» **Short task**
Locate every line below that contains the word "pole" and copy each of those lines in full.

[Point labels for objects]
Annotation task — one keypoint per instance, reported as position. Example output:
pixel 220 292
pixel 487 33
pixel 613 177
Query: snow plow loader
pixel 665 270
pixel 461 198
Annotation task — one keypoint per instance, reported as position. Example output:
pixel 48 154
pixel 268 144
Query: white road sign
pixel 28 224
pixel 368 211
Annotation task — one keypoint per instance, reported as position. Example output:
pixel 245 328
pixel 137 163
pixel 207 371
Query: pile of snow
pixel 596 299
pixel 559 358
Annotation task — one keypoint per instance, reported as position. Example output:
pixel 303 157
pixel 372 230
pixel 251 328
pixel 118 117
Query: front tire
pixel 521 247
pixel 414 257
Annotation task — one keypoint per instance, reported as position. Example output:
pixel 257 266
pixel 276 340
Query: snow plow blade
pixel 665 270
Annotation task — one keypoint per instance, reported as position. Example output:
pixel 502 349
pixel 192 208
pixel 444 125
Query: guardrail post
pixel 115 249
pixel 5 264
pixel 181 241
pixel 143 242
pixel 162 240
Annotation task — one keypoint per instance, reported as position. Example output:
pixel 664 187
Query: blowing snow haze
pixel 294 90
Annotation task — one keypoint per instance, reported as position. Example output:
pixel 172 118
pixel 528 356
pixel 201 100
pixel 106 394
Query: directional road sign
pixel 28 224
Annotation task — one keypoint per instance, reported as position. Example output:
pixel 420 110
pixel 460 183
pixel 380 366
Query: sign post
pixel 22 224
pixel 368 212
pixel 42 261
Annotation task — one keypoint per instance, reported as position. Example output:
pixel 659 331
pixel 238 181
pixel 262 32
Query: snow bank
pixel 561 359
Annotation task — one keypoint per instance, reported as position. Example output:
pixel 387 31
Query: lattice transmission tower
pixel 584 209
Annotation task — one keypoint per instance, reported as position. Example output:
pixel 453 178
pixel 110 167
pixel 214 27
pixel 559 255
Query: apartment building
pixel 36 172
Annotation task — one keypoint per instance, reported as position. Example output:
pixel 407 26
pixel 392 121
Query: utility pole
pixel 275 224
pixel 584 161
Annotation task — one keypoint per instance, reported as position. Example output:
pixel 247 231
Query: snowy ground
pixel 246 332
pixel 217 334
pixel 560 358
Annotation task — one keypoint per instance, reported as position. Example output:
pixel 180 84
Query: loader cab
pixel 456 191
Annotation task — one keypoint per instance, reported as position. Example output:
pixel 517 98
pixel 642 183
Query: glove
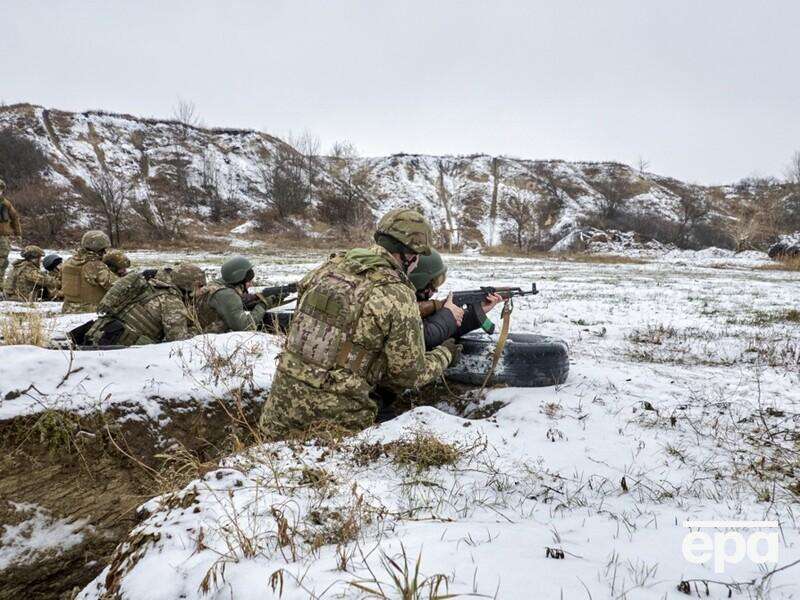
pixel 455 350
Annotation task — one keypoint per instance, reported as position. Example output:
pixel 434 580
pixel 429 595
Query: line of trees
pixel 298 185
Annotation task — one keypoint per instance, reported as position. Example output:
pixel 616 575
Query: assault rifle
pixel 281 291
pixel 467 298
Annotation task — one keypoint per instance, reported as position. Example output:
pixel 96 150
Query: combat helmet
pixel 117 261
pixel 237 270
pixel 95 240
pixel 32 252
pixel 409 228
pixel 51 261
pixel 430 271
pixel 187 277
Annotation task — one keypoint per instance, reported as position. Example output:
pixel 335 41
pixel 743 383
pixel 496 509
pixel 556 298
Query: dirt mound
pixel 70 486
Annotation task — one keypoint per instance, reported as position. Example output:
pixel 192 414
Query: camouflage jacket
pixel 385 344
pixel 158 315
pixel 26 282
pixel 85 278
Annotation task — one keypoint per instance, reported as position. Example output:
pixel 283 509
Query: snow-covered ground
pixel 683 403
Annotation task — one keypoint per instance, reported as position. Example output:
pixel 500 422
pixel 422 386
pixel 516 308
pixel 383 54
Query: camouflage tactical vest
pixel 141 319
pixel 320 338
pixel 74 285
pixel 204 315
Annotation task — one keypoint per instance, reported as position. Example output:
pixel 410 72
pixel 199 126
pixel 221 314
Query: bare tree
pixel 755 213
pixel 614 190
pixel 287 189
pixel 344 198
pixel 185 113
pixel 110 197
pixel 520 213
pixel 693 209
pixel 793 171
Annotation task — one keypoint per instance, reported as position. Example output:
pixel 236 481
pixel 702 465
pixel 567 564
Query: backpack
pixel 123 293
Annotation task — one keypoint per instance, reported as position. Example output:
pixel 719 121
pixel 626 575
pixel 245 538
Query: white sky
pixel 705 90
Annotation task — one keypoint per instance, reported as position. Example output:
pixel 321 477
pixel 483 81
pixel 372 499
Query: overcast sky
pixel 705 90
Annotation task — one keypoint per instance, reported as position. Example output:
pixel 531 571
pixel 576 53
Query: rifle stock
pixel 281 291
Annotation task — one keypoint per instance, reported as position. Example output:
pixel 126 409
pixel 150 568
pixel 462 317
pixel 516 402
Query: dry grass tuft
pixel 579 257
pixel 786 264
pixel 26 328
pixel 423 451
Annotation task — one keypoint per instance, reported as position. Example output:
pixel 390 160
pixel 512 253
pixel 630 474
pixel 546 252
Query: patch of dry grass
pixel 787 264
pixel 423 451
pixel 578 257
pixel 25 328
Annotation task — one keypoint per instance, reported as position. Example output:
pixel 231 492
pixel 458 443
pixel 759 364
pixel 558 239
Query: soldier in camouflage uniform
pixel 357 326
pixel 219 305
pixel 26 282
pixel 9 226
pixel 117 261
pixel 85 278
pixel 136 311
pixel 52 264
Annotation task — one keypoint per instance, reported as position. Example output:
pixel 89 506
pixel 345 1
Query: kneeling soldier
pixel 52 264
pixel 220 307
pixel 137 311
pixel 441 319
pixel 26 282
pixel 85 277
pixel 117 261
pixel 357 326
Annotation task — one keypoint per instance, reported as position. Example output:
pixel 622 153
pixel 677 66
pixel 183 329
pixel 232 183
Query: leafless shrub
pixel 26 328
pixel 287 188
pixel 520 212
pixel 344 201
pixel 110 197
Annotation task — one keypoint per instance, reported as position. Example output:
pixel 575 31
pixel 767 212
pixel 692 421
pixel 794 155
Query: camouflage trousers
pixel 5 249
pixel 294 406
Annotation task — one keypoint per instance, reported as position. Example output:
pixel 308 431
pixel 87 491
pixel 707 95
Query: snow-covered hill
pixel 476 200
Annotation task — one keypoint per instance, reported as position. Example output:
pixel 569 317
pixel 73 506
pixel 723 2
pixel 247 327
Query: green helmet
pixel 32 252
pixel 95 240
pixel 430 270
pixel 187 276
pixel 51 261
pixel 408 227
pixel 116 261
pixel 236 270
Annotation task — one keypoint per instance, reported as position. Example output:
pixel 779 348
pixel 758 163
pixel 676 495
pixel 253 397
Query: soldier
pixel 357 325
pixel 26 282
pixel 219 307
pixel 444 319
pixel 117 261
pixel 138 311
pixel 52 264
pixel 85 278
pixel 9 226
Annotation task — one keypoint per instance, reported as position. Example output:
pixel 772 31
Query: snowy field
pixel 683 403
---
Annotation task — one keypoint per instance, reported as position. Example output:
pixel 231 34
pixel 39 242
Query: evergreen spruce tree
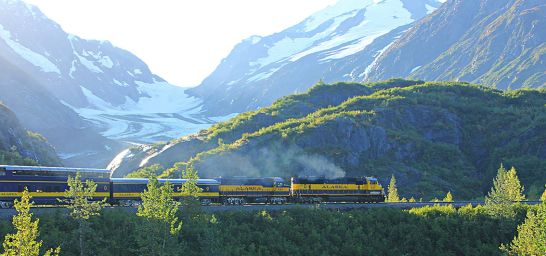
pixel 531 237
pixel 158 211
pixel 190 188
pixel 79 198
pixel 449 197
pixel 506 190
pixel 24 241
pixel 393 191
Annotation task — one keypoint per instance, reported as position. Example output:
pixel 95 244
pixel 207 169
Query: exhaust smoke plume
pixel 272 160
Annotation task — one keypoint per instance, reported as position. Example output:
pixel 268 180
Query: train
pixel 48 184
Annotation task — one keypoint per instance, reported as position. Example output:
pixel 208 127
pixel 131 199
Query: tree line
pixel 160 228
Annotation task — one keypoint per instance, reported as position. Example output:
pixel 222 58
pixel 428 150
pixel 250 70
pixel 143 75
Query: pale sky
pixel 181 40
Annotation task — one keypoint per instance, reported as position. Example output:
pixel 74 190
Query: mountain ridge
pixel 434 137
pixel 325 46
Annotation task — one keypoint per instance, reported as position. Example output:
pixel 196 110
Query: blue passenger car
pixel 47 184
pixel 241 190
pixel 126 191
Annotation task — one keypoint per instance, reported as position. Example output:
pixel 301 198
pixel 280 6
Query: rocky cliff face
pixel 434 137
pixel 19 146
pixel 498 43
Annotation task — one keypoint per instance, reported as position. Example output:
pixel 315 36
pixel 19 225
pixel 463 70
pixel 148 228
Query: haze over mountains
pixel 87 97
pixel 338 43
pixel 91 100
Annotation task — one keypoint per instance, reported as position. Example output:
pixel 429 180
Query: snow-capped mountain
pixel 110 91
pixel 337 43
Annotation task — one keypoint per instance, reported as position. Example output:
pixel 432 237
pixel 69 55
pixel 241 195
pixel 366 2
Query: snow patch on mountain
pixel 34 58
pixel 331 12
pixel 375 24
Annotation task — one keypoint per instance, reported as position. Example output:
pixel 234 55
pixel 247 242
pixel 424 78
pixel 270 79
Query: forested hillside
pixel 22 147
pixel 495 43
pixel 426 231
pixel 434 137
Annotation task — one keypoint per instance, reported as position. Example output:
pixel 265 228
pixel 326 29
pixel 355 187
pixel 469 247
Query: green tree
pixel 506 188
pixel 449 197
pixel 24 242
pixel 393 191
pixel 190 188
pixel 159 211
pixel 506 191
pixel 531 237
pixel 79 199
---
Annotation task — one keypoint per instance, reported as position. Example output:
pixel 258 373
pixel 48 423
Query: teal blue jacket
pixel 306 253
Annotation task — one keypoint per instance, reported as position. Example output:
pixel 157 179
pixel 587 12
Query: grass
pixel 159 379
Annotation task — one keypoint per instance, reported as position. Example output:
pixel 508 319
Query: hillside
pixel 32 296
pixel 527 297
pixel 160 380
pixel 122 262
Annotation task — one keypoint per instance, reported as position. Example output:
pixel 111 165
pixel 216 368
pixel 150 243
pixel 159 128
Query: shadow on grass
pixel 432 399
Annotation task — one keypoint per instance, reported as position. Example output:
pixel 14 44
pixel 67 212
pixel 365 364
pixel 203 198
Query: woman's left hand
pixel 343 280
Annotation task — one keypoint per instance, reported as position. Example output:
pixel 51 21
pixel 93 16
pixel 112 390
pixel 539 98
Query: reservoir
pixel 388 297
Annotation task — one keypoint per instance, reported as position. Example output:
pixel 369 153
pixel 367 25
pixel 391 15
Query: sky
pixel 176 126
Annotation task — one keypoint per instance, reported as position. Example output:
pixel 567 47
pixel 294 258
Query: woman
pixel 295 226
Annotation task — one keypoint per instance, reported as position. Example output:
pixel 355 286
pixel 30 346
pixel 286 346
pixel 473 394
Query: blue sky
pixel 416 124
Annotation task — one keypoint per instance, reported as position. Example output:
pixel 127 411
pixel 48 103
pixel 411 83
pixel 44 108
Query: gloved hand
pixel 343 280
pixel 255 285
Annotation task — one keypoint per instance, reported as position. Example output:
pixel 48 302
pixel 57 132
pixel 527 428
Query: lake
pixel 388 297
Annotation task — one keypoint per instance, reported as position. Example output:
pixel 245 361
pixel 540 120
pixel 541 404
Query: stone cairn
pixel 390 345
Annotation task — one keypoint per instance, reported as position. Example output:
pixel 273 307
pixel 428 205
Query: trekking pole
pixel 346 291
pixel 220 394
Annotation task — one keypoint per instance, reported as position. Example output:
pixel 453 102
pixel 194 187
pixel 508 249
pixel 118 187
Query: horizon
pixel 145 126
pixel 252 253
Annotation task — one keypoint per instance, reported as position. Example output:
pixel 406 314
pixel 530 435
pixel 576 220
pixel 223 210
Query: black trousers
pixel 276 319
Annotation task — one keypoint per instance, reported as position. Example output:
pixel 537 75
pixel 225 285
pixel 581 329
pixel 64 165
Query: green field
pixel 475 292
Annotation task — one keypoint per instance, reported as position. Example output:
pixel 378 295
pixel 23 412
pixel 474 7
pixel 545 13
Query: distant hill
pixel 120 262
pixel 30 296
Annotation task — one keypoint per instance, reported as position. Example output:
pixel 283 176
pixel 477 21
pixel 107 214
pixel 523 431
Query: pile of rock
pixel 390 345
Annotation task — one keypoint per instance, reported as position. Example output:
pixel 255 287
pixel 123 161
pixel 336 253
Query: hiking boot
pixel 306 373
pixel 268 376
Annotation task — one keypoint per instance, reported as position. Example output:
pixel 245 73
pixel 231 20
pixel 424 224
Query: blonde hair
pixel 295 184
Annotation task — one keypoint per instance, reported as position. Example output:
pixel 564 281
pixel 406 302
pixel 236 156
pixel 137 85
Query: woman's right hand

» **Solution to the problem**
Query: utility pole
Query: trekking pole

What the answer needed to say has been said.